Everything from the line containing "Mark the tree" to the final line of the records below should be given again exactly, and nothing else.
··· Exercise material ···
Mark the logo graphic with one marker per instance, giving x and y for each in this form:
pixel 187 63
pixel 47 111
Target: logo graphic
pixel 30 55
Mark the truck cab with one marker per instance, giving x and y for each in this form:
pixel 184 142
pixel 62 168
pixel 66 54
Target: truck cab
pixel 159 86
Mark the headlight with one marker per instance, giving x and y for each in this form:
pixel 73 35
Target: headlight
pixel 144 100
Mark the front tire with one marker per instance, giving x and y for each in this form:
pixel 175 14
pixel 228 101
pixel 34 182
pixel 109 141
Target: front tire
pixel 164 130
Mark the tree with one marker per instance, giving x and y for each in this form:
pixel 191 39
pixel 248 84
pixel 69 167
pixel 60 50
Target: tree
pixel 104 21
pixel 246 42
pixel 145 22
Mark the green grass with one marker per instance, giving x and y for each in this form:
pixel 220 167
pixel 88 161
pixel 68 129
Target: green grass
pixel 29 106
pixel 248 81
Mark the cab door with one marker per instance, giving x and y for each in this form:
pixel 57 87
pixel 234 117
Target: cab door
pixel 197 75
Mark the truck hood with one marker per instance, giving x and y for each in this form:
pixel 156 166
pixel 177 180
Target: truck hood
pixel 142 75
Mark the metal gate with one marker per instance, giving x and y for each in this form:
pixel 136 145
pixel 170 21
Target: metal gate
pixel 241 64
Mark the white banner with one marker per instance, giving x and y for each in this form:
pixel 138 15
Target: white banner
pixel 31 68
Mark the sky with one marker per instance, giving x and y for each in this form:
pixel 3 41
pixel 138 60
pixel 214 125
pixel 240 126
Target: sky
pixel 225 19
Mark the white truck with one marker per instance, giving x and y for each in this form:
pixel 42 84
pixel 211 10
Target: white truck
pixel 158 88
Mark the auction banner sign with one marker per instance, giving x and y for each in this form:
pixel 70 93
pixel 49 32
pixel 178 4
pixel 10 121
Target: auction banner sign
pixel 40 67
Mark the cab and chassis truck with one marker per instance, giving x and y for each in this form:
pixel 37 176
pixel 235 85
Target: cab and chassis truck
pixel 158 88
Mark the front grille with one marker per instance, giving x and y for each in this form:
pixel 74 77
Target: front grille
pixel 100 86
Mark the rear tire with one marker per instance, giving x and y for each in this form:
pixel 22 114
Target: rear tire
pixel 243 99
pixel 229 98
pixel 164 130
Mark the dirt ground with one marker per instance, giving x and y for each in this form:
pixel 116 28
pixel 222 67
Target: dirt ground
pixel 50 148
···
• **Solution to this exercise**:
Mark the tree with one marker per instance, giving x and y for each in this form:
pixel 191 39
pixel 248 84
pixel 69 167
pixel 60 50
Target: tree
pixel 104 21
pixel 246 42
pixel 145 22
Mark the green grass with one marker per instance, giving x and y for each in this form:
pixel 220 167
pixel 88 161
pixel 68 129
Target: green grass
pixel 29 106
pixel 248 81
Mark the cab door with one marker per instance, giving x and y for each in this form:
pixel 57 87
pixel 234 117
Target: cab door
pixel 197 75
Mark the truck hood with one marker per instance, giving x and y for each in this form:
pixel 156 166
pixel 177 180
Target: truck hood
pixel 142 75
Mark the metal gate with one marker per instance, giving x and y for each in this form:
pixel 136 145
pixel 170 21
Target: metal gate
pixel 241 64
Mark the white banner with one marker per instance, giving x and y for each in this form:
pixel 138 15
Target: white banner
pixel 31 68
Mark the sky with one marker per instance, giving x and y for each in this form:
pixel 3 41
pixel 138 60
pixel 214 125
pixel 240 126
Target: sky
pixel 225 19
Mark the white truck with one marker per instance, giving x and y for each in this form:
pixel 42 84
pixel 211 10
Target: white truck
pixel 158 88
Mark the auction banner sign with one marker per instance, giving x and y for each in this form:
pixel 70 93
pixel 49 32
pixel 178 4
pixel 10 121
Target: auction banner sign
pixel 40 67
Mark the cab and chassis truck with one marker per instance, giving x and y for each in this form:
pixel 37 176
pixel 235 85
Target: cab and chassis truck
pixel 158 88
Mark the front grille with one marker per instance, giving x and y for each in this form:
pixel 74 77
Target: front grille
pixel 100 86
Mark the rear tire with one marker per instance, giving x and y for each in this form:
pixel 22 114
Target: rear tire
pixel 243 99
pixel 229 98
pixel 164 130
Mark the dirt ground with one marker per instance, giving x and y for each in this form:
pixel 116 28
pixel 222 67
Target: dirt ground
pixel 50 148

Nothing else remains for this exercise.